■ **Work to complete**
Going through the data below, copy out each line where the word "Target" shows up.
########################################
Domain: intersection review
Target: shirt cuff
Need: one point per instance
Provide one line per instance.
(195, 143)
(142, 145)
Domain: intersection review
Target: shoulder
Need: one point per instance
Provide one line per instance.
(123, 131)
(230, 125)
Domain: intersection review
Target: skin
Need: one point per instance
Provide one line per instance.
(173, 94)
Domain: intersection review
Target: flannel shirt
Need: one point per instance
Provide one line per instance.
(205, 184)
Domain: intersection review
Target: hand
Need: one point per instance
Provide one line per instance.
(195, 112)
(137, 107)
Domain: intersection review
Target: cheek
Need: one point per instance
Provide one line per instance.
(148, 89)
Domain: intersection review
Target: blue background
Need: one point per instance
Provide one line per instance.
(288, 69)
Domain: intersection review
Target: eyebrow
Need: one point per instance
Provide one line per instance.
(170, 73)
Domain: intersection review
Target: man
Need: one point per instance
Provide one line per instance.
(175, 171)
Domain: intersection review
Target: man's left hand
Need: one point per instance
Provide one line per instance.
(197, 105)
########################################
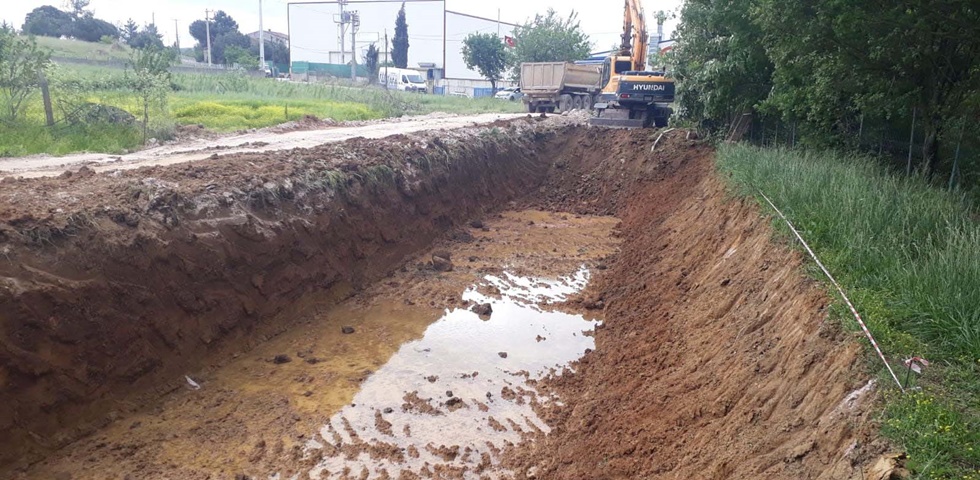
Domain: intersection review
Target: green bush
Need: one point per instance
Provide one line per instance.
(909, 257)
########################################
■ **Exercise result**
Target: shirt cuff
Target: shoulder
Target: skin
Target: flannel shirt
Target: hand
Target: cheek
Target: blue background
Target: eyebrow
Target: man
Target: man's left hand
Target: green bush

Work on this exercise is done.